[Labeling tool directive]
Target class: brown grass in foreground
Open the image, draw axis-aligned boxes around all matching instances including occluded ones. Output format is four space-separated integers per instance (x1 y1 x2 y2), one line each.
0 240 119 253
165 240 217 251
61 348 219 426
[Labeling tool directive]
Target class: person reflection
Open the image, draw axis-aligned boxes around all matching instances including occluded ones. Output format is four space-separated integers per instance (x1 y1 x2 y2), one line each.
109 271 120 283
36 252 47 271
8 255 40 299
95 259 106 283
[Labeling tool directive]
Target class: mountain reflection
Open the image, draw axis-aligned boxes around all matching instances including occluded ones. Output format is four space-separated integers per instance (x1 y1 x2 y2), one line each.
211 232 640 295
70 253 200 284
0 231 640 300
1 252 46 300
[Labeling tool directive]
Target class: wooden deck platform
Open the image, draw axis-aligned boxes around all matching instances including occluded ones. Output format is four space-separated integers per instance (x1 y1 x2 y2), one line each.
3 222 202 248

Work to do
Rewrite all of the lines above, replacing "Target class" with "Object category" at every occurrence and leaving everything else unchanged.

Task response
[Labeling tool directive]
Object category: brown grass in foreground
Open the image, draw axis-aligned boxes around all matching instances including occluded ones. Output format is four space-separated integers per instance (x1 y1 x2 y2), one line each.
0 240 119 253
165 240 217 251
61 348 219 426
[Labeling tool directive]
Object category: person reflection
Open the image, draw axis-aligned boxes around all matching instances including occluded ones. Output format is four space-separated integers per instance (x1 y1 x2 y2), one line each.
109 271 120 283
36 252 47 271
8 255 40 299
95 259 106 283
[Labeling tool directive]
Object category: mountain reflection
Open the image, draw axis-aligned boxes around all matching instances including occluded ones. Output format is four space-separated integers per instance (x1 y1 x2 y2), one line each.
211 232 640 295
70 253 200 284
0 231 640 300
1 252 46 300
[Labeling tool directive]
Object category: wooden deck platform
Open the image, draw axis-aligned boxes around all matching instances including occluded ones. Output format is four space-separated integers per instance (x1 y1 x2 y2), one line each.
3 222 202 248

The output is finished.